Washington, DC— “I have some hard truths to say,” Louis Farrakhan, the 82-year-old leader of the Nation of Islam, boomed. It was a cool October afternoon and he stood on the steps of the Capitol Building; an ocean of black and brown faces moved before him.

“Tell it,” one brother shouted.

“C’mon, speak!” said another.

We have been living, Farrakhan told us, “under a strange man in a strange land for 400 years.” He was talking about the oppressed people, about us, the men and women, boys and girls set out before him on the National Mall who have been locked out of the gated communities, or wherever it is, where privilege lives and sleeps and plays lacrosse.

“We are now living in the day of judgment,” he said. “America has entered the time of divine judgment.”

Applause shattered the fall air.

It had been 20 years since Farrakhan convened the Million Man March here, filling the Mall with an immense crowd and filling the American mainstream with consternation. For the anniversary, he had designated this event, October 10, as the Justice or Else! Rally.

And what are these hard truths you bring, Minister?

Well, to begin: We can no longer abide by the rules we have been living under if we are to survive (“There must come a time when we say enough is enough”); we must love and fiercely protect our women (“Her womb is the workshop of God”); politicians are immoral and cannot save you (“How then can you look in the mirror at yourself when you are a bought and paid-for whore?”); law enforcement is corrupt (“You kill us and blame it on another gang”); Farrakhan himself was not involved in Malcolm X’s assassination (“OK let’s deal with it. Do you know any murderer that white folk don’t like that they could pin a crime on and he’s still here standing, speaking with a foot deep in their backside?” Well— I mean—that is a valid point); most importantly, freedom is something only you can give yourself.

This is what we were really here for, one by one in the hundreds of thousands, not just to mark the anniversary, but to talk about the erasure of our people, to ask why our grand American democracy, and our grand notion of American justice, insists that we accept black death as normative; we were here to name names and honor all the black souls that circle the graveyard at night; we were here to love on each other as only kinfolk can. We were here to talk about that old, familiar tale: How to get free.

“You’re yearning for something that the government can’t give you,” Farrakhan said. “You are born to be free! The Muslim program says we want full and complete freedom. But that’s not just what Muslims want, that’s what every human being wants.”

“Go ‘head, Minister, teach!” another brother said.

Again, the crowd burst into cheer, but he was just getting started.

“Can this house give you that?” Farrakhan said, of the Capitol Building behind him.

A chorus of NO resounded throughout the National Mall.

“Well, you don’t have it! So what are we petitioning this for? They can’t give you what’s not in their nature to give you.”

There was more ground to cover. Farrakhan was equally intent on talking about government failures (“There is no government on this earth that can give the people what they want—freedom, justice, and equity”), ownership (“White folk been knowing you they property”), the brave men and women who stood up in Ferguson, how “the middle class is becoming the new poor,” and the circus of Republican candidates who want to be our next president.

“They are really like the pretty girl who is well formed and showing her wares so that some man with money will buy her,” he said of the 15 GOP candidates: “Who wants to be a whore?! ... That’s what makes this a farce—3.3 billion dollars in the last few years has been paid by lobbyists to this house. Well, what are they lobbying for—laws that may not be in the best interest of the people?”
------
— Goal of the exercise —
Continue the account of the Justice or Else! Rally from where it stops.

— Dataset records —
------
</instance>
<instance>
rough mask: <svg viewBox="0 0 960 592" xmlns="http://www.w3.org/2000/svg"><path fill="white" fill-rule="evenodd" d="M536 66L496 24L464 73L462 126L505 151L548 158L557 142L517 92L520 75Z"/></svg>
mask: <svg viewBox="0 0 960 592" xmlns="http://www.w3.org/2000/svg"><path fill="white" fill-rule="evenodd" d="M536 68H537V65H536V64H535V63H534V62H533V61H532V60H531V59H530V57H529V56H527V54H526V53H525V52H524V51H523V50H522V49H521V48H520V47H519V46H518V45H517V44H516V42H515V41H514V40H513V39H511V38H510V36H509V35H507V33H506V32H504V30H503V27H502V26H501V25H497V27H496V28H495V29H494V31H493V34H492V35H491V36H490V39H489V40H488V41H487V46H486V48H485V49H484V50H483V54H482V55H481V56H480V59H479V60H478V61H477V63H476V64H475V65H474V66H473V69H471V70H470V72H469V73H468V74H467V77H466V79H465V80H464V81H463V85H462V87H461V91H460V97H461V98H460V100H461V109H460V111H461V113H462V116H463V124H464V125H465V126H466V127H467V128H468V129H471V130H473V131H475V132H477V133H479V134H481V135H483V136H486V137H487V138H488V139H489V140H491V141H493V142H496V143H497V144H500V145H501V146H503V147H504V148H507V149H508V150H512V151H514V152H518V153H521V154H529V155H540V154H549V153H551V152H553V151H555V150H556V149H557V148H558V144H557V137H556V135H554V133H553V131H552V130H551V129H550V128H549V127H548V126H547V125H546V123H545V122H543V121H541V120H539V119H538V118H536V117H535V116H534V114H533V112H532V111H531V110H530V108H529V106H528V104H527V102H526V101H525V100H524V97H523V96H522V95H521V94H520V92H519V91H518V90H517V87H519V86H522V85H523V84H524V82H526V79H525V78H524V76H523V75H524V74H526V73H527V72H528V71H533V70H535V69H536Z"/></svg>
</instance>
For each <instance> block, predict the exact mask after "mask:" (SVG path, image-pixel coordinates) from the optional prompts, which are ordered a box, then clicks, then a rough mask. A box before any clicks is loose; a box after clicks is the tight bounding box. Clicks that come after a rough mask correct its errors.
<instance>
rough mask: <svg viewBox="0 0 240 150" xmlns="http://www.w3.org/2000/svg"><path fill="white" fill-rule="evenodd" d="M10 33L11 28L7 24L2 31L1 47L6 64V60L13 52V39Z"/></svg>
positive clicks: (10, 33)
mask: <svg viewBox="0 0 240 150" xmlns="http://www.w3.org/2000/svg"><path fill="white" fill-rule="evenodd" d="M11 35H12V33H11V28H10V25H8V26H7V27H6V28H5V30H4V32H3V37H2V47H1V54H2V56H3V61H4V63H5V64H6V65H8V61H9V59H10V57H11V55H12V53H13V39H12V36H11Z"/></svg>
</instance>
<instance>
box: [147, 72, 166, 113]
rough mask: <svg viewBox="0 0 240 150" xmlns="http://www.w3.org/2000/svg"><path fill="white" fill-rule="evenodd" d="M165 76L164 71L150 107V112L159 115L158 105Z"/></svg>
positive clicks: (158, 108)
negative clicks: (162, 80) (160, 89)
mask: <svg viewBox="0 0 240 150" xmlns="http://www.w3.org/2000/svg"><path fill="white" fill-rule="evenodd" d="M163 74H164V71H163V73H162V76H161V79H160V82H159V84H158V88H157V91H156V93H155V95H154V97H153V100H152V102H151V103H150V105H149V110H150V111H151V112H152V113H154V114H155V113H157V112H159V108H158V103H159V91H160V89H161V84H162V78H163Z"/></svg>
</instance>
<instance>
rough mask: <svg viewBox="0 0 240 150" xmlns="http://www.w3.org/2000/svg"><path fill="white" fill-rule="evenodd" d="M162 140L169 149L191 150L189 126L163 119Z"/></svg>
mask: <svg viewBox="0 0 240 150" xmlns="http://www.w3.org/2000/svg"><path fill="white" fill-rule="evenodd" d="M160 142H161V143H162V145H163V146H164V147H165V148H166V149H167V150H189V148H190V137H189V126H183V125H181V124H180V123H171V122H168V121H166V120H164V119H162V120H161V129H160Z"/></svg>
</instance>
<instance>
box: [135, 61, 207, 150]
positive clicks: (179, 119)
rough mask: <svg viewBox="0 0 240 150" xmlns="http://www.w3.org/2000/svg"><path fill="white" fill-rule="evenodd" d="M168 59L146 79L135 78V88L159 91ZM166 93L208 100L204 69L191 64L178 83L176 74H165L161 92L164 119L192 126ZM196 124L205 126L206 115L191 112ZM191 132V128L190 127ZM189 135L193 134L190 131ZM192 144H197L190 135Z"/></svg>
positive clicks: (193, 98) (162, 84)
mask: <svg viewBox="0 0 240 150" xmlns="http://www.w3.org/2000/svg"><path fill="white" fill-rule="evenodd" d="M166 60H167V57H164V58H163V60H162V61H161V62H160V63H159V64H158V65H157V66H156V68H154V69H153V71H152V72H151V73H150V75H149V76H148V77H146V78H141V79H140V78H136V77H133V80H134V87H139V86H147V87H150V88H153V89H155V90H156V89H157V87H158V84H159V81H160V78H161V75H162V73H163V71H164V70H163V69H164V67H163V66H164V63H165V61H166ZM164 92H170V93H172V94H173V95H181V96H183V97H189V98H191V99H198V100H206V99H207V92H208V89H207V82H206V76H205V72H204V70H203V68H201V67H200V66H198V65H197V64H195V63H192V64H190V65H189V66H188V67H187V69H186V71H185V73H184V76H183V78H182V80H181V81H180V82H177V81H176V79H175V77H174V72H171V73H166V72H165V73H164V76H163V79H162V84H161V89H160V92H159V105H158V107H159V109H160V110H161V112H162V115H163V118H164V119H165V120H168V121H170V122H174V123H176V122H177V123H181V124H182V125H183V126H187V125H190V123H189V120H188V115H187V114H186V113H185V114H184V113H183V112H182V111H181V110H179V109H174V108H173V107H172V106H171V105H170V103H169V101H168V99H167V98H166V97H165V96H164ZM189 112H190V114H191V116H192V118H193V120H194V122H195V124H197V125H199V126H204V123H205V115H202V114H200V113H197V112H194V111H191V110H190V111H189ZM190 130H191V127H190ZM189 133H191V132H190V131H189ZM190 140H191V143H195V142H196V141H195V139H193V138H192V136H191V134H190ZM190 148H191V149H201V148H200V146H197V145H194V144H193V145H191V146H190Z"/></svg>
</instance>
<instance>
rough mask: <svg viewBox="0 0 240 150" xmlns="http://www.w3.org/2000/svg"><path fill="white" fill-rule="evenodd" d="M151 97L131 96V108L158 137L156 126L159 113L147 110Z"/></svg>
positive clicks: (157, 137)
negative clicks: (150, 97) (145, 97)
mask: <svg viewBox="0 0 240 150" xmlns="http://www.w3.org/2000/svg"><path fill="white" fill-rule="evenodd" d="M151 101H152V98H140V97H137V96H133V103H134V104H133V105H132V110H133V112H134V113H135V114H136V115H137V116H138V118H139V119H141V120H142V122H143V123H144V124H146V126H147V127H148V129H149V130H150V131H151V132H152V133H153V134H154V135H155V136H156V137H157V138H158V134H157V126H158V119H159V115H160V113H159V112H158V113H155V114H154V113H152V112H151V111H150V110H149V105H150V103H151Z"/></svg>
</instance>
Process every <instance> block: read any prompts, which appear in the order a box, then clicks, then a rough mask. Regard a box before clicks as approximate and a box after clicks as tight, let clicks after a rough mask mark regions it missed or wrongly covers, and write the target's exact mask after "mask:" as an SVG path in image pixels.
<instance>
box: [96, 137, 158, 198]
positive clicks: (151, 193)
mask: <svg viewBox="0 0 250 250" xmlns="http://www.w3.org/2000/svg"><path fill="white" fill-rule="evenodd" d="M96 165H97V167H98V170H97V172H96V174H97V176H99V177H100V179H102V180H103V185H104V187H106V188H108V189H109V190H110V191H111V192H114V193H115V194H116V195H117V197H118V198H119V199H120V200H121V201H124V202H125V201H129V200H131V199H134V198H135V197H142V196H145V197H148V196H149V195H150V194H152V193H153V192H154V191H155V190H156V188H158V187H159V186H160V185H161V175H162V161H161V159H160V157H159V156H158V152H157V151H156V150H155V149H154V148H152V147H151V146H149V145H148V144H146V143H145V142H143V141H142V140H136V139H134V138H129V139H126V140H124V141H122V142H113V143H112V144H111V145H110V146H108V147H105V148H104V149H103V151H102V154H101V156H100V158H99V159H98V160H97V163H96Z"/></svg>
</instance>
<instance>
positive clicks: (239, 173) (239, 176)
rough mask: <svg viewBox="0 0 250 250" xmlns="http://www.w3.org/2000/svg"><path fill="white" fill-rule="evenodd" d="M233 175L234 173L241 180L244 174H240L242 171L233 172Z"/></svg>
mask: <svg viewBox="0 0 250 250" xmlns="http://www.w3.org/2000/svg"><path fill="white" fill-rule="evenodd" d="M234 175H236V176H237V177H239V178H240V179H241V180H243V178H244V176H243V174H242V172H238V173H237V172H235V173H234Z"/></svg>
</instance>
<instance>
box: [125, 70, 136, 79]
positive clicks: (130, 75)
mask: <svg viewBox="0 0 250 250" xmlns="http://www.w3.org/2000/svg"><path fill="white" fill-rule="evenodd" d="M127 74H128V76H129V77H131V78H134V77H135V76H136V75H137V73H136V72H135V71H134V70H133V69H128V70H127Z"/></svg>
------
— Reply to the task —
The crowd erupted, a mix of agreement and shock. A man standing to my left turned to his friend and asked a question to which he already knew the answer. “Did he just call Congress a whore on their steps?”

It’s Louis Farrakhan, after all: the last great black preservationist, the man who incites disdain in millions, the man will say some real wild shit you probably won’t agree with—why would you?—but who, for the last four decades, has attempted to chart a new course for black Americans, a course built on self-determination, in a country that has tried to blot them from existence.

Farrakhan’s gospel is not one you will find in the churches of Tyler Perry movies or in the books of James Weldon Johnson. It is a gospel that is often full of contempt for the “poisoned doctrine” of white supremacy that has washed over our nation. But it is also a gospel of self-love and God-fearing love and Black Nationalism; his is a teaching of racial preservation. It is a gospel that spares no man and pardons no injustice.

So yes, of course he called Congress a whore on the steps of the Capitol Building. That is what he does.


“But houses exactly like the houses of our past yet dominated the landscape, boys exactly like the boys we once had been found smothering in these houses, came down into the streets for light and air and found themselves encircled by disaster.” —James Baldwin

Twenty years ago, it is said a million men came to Washington, DC to atone for their sins. From Cincinnati and Detroit, New Orleans and New York City. From St. Louis and Trenton and Raleigh and Pittsburgh and Baltimore. Who were these men—these grandfathers and fathers and brothers and cousins and uncles and husbands? These men came by the busload, by plane and by car and by train. Some of these men were the type of men Eartha Kitt knew in her lifetime, men who always want to lay women down but never want to pick them up. Some of these men were scholars and teachers who had earned degrees at Yale and Morehouse and North Carolina A&T. Some of these men lived paycheck to paycheck, trying to do right by their family. Some of these men were lost and looking for direction. Some of these men were new to the world, fresh out of high school or college, wanting to be part of the moment, the movement that was taking shape in our Great Nation’s Capital. One of them was a 34-year-old community organizer and aspiring political candidate from Chicago.

Some of these men were looking for forgiveness, some for solidarity. And so they came.

On October 16, 1995, Louis Farrakhan, along with the NAACP and prominent black activists like Jesse Jackson, convened one million men—the head count, like so much else, subject to dispute—on the National Mall for a day of atonement and reconciliation. The event joined the long tradition of black freedom fighting and followed, most notably, in the footsteps of 1963’s March on Washington for Jobs and Freedom. It was a grand show of unity and brotherhood. “It was a day of spontaneous embraces, public tears and straight-in-the-eye greetings,” the Washington Post wrote then.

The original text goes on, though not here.